» Listed entries
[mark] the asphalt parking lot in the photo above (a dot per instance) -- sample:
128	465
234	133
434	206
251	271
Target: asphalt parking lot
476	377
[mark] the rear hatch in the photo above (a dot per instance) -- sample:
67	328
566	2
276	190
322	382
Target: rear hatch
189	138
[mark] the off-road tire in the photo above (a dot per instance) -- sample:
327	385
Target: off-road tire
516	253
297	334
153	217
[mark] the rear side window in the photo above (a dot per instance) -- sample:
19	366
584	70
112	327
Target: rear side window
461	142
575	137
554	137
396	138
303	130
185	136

» Work request
Your answer should be an exact transcription of the data above.

» Output for this exercise
[mark] the asphalt parking lot in the photo above (a dot per instance) -- sample:
128	465
234	133
434	206
251	271
Target: asphalt parking lot
476	377
[mark] the rear hatch in the photo above (a dot per instance) -- sample:
67	328
566	2
276	190
322	382
Target: rear hatch
189	138
[mark] the off-road tire in the photo above (a dot per instance) -- sample:
327	385
Target: off-road tire
516	253
297	334
153	217
[mark] the rear side window in the photo above (a dot per instance) -- sample:
19	366
584	70
112	327
Target: rear side window
461	142
575	137
554	137
396	138
303	130
185	136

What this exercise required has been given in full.